- Requirement
From the material below, select every line that contains the word "green" and copy each one in full.

- Extracted entries

*****

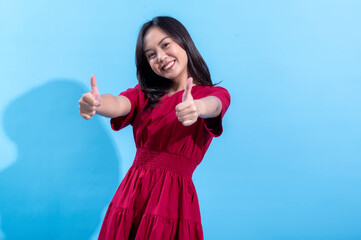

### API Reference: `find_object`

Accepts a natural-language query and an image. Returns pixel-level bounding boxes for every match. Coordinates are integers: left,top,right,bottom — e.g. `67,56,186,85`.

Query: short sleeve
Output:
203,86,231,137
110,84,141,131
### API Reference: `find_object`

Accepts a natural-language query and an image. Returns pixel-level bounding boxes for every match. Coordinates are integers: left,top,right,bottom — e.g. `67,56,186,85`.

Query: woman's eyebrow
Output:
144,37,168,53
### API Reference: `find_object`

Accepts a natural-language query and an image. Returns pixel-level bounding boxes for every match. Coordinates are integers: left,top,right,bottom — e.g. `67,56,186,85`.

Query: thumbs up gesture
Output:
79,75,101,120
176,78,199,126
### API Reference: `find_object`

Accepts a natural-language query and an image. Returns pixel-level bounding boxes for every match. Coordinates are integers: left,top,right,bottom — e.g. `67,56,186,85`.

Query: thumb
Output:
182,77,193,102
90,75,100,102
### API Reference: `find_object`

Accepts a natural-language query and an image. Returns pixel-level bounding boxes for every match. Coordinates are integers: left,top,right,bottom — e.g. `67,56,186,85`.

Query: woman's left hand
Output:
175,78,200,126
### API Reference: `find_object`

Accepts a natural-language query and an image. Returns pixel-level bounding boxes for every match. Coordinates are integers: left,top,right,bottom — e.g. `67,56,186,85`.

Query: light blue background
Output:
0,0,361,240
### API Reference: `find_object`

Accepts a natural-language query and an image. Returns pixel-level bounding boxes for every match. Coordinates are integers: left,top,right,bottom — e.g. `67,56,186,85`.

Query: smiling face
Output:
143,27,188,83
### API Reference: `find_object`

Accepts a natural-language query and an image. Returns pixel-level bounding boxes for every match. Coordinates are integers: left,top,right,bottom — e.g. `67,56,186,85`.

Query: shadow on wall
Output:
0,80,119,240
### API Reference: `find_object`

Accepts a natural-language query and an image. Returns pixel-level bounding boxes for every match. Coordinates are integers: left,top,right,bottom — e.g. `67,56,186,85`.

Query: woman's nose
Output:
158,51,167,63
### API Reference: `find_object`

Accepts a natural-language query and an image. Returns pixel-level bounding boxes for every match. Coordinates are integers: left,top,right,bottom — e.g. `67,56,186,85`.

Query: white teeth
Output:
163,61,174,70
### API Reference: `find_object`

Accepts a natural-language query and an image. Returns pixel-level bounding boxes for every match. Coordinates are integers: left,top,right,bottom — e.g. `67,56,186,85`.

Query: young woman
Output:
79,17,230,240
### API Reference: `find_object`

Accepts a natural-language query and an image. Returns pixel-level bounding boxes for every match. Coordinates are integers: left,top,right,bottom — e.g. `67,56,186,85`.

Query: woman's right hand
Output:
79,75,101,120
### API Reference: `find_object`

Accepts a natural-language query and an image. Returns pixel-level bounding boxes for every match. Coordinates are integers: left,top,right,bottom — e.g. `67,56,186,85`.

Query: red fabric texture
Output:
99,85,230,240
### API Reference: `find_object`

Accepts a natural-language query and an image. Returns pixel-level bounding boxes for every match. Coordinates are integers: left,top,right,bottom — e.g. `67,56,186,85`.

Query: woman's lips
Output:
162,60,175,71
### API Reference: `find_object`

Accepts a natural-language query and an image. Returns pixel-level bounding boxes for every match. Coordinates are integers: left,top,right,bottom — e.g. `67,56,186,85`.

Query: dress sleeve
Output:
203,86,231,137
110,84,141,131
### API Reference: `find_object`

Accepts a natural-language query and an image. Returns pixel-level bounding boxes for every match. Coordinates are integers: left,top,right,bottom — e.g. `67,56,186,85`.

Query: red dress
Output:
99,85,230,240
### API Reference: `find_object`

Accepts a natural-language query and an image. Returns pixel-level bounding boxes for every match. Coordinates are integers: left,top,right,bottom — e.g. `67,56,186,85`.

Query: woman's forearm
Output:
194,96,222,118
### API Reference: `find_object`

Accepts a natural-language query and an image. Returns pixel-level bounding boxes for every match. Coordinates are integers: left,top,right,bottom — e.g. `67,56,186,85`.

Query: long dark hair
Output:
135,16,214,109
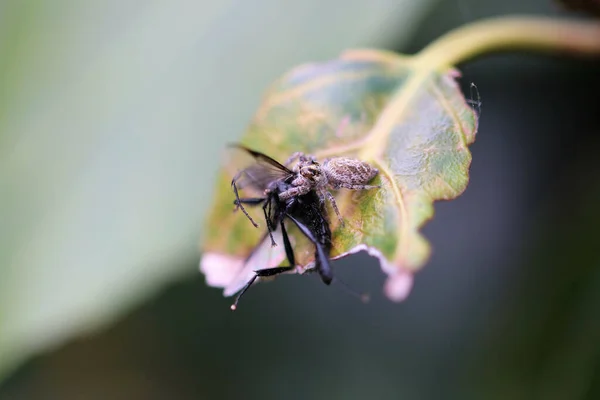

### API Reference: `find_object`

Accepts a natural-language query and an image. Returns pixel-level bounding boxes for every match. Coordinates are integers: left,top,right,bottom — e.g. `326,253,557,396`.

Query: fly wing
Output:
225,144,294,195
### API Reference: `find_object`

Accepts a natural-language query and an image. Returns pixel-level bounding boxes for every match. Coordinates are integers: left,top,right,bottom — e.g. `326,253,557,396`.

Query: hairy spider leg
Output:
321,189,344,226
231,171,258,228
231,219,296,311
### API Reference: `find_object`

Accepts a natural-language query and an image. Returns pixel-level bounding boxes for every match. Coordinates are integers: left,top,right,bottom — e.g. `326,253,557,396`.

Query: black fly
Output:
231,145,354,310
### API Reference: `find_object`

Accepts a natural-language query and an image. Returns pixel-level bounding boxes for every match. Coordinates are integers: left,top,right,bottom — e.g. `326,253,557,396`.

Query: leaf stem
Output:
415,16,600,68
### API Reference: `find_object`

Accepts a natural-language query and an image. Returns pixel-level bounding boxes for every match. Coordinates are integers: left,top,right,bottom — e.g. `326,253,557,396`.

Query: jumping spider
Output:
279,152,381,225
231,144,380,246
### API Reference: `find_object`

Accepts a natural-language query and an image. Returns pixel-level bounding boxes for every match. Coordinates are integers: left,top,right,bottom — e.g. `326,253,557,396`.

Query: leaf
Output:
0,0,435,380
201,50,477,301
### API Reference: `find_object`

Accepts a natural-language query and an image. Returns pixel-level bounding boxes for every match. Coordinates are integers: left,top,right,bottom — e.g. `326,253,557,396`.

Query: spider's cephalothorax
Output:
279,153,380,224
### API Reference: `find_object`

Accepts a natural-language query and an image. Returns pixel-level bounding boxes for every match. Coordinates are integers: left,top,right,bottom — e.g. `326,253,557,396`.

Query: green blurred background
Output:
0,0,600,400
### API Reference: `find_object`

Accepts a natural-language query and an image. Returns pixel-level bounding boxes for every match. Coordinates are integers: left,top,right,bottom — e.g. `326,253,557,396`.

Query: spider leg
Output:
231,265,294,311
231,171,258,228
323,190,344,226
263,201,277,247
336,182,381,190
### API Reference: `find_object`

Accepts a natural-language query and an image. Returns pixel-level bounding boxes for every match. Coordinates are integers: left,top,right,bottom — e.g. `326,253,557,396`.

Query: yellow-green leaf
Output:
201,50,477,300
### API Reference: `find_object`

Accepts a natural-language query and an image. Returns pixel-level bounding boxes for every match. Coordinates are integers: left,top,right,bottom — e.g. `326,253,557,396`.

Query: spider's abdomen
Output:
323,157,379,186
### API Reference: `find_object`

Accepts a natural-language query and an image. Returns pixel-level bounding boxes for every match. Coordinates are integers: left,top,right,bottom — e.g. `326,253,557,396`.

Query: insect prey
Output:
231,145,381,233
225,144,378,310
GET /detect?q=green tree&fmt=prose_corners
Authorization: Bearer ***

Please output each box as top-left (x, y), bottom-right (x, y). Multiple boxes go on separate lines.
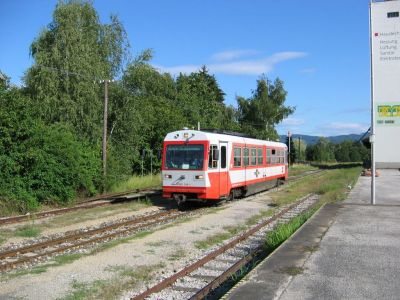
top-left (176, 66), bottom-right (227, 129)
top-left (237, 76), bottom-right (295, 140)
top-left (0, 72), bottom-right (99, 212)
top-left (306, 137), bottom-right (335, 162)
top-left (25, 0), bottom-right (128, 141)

*****

- Completed exercise
Query: green blurred background
Query: yellow-green leaf
GET /detect?q=green tree&fmt=prose_corners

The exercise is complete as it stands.